## What you need to do:
Please reproduce the listing below word for word, with every line unchanged.

==============================

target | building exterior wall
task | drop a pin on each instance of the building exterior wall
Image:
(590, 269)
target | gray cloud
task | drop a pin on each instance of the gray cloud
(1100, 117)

==============================

## Final answer:
target | building exterior wall
task | drop a pin on each instance of the building exterior wall
Image:
(590, 269)
target | gray cloud
task | drop a pin on each instance of the gray cloud
(1100, 117)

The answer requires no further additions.